④玉ねぎの摂取量はいちおう中毒の目安になる
様々な教科書によると、犬の玉ねぎの中毒量は15~30g/kgと記載されているのでこの量は一つの目安になると思います。
そのために、
犬が玉ねぎを食べたという主訴で来院されたオーナー様には玉ねぎを食べた(or食べたかもしれない)量を必ず問診します。
オーナー様の中には、
玉ねぎを食べた量が少なかったらセーフ、多かったらアウト
と考えている方がいるかもしれませんが、そうとも限りません。
たとえ、少量でも数日して真っ赤な尿、その後貧血といった症状がでた犬の経験もあるし、逆に大量に食べた(と思われる)のに一週間経過しても無症状でその後も問題なかった経験もあります。
~犬の玉ねぎ中毒量15~30g/kgを絶対的なものではなく目安として捉えているのはこういうことからでもあります~
要するに、
少量でも危険なことはあるということです。
一部の犬種、例えば秋田犬、柴犬ではネギ類に対して遺伝的に感受性が高いという報告を考えると、
これらの犬種以外でも遺伝的に感受性が高い犬が存在して、少量でも中毒症状が起こりうると考えるのは不自然ではありません。
そもそも、
オーナー様が考える玉ねぎを食べた量はあくまで推定量である場合が多いので、実際は考えている以上に食べていることがあってもおかしくありません。

=======

- _課題の指示_:
1. 犬の玉ねぎ中毒の文章のうち、「④玉ねぎの摂取量はいちおう中毒の目安になる」から「問題なかった経験もあります。」までの部分を、「オーナー様」を「飼い主様」に置き換えて書き直しなさい。
2. 犬の玉ねぎ中毒の文章の最後の文に続けて、その先を書きなさい。
リストは、犬の玉ねぎ中毒の文章とは別の出典から採ったものである。

- _提供資料_:
=======

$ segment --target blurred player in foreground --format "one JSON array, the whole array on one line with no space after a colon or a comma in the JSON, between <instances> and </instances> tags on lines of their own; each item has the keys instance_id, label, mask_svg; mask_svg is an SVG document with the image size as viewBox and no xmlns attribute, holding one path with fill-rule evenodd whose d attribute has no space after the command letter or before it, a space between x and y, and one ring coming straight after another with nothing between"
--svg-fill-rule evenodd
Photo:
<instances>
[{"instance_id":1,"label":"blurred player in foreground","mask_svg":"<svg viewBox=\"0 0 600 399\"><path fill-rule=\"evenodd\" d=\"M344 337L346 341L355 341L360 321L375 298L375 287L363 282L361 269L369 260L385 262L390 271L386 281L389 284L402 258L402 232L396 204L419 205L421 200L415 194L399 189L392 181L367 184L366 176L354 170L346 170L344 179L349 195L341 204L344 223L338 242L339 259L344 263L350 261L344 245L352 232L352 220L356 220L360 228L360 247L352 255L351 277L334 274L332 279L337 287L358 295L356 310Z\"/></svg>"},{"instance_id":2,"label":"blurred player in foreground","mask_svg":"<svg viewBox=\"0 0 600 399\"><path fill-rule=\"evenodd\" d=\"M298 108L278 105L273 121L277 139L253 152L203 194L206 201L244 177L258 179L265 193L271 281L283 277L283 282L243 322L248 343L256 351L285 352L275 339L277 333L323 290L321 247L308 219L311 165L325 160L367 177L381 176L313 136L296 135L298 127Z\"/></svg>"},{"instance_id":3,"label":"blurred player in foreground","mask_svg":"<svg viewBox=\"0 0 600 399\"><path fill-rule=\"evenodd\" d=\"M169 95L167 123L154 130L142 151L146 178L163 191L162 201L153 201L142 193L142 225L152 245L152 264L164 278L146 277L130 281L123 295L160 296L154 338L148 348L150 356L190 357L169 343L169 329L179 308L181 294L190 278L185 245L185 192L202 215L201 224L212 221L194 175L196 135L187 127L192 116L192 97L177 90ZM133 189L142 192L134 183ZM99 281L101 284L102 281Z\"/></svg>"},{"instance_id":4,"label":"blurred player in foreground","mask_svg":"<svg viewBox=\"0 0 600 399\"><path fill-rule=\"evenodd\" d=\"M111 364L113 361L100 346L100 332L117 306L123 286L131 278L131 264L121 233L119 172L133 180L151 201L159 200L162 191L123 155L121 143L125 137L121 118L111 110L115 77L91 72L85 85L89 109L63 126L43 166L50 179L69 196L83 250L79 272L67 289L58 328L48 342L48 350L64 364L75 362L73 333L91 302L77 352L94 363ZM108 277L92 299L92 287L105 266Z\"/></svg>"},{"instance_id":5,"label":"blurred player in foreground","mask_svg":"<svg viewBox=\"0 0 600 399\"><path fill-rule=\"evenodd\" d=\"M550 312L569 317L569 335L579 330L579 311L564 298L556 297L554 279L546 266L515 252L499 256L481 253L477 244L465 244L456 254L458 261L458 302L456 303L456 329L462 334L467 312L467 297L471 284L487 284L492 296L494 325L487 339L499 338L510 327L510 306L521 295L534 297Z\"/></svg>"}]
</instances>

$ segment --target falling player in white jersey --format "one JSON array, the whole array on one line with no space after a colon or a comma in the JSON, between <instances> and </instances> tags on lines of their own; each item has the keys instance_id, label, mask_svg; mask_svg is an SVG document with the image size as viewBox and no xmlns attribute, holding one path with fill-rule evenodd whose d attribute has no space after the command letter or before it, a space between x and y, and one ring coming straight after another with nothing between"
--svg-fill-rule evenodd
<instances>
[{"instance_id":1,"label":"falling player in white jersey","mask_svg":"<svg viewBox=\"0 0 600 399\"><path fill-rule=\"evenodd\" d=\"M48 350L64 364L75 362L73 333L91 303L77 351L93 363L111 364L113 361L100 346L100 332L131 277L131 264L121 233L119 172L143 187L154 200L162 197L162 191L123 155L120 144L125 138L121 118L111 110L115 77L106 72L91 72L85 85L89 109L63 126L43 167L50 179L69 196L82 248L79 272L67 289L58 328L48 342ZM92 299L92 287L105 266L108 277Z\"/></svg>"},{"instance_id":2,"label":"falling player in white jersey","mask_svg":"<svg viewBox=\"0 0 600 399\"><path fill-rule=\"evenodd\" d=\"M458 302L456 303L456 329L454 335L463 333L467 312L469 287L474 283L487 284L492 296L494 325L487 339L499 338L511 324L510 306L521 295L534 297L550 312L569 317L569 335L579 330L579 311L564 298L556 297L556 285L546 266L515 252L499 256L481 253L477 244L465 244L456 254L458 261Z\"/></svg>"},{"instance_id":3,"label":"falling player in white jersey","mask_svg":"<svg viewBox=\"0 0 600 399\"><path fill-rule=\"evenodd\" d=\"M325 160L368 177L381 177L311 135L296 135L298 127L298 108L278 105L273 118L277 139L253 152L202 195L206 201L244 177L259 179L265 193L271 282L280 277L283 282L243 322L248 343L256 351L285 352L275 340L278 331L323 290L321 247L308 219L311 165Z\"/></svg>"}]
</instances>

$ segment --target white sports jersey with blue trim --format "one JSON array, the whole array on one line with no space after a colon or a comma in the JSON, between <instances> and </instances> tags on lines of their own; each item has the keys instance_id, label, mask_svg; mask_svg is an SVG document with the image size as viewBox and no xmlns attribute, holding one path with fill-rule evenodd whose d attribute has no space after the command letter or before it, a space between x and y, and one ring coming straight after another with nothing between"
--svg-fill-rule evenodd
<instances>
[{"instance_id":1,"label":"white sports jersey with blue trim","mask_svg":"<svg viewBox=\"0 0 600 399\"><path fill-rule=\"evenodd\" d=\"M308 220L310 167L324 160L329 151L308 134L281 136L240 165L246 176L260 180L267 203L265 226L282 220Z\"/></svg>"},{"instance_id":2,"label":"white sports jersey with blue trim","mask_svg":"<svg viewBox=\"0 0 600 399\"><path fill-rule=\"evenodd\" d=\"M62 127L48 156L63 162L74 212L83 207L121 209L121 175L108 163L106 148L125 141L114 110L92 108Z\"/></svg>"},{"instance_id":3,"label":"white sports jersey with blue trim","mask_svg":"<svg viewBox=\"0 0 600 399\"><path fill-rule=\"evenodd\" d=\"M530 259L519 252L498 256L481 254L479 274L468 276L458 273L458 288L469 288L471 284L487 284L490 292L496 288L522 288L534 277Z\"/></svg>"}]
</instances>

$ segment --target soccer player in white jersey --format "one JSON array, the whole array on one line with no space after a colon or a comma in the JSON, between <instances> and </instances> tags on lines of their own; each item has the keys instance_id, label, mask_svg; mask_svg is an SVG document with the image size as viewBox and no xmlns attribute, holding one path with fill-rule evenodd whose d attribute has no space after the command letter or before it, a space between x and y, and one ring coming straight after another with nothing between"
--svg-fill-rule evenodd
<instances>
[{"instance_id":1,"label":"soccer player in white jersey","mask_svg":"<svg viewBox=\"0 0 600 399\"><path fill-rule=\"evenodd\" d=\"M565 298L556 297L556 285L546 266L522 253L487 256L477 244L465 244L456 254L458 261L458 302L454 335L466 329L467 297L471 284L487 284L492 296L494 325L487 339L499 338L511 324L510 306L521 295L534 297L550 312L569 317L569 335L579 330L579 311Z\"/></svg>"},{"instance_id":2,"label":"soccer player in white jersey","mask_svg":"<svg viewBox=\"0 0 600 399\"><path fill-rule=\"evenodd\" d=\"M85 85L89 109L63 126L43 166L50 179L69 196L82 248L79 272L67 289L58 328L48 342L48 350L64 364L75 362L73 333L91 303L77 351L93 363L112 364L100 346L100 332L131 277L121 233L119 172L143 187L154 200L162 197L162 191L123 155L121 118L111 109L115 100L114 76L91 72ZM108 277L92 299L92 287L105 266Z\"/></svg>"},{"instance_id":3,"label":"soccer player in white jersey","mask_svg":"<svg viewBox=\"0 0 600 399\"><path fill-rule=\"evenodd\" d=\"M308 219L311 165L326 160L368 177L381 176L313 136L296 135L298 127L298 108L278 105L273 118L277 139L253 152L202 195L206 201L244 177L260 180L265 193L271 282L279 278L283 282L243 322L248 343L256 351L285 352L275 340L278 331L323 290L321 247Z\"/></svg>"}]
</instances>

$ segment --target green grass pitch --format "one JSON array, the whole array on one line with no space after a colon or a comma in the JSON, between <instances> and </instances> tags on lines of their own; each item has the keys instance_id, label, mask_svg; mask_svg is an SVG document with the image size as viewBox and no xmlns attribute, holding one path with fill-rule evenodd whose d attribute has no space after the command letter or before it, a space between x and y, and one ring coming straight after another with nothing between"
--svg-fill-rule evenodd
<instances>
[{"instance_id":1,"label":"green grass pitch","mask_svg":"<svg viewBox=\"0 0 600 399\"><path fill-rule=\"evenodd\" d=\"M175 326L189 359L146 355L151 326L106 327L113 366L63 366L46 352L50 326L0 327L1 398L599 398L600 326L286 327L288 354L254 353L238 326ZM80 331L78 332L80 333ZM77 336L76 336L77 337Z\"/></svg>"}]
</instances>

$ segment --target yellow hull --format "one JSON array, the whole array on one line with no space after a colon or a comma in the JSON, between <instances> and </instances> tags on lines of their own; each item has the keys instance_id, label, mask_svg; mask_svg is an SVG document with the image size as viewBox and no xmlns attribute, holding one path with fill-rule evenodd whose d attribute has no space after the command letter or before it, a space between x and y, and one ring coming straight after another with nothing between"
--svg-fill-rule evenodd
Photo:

=======

- _解答例_:
1.
④玉ねぎの摂取量はいちおう中毒の目安になる
様々な教科書によると、犬の玉ねぎの中毒量は15~30g/kgと記載されているのでこの量は一つの目安になると思います。
そのために、
犬が玉ねぎを食べたという主訴で来院された飼い主様には玉ねぎを食べた(or食べたかもしれない)量を必ず問診します。
飼い主様の中には、
玉ねぎを食べた量が少なかったらセーフ、多かったらアウト
と考えている方がいるかもしれませんが、そうとも限りません。
たとえ、少量でも数日して真っ赤な尿、その後貧血といった症状がでた犬の経験もあるし、逆に大量に食べた(と思われる)のに一週間経過しても無症状でその後も問題なかった経験もあります。

2.
~正確な摂取量はわからないことがほとんどです。特に料理に加工されているとわかりません。少量と思っていたけど実は多かったもありえます。その逆もありえます~
以上のことから、
玉ねぎ(ネギ類)を食べてしまったor食べたかもしれない時はその量に関係なく(摂取量は参考程度と考えて)1週間は要観察です。
~玉ねぎ(ネギ類)を食べてすぐであれば、催吐処置のことを考えてすぐに病院受診です~
⑤要観察といっても何に注目するのか?症状は?
まず最初に知ってもらいたいことは、
玉ねぎ(ネギ類)の中毒症状は食べてすぐにはでません。
何らかの症状がでるとしたら、経験的に2日前後経ってからです。
そして、
その初期症状は非特異的消化器症状がほとんどです。
例えば、
食欲がない、嘔吐・下痢、お腹がいたそう、なんか元気がないというような他の様々な病気でもみられる症状です。
~貧血の初期ではオーナー様がすぐに気付ける(貧血の)臨床症状はありません~
非特異的だからこそ、
上記症状があったからといって玉ねぎ(ネギ類)中毒とはいいきれません。
とはいえ、
病院受診を考えるサインにはなります。
これら消化器症状に加えて、
口の粘膜の色やおしっこの色にも要注目です。
その色への違和感もまた、病院受診を考えるサインにはなります。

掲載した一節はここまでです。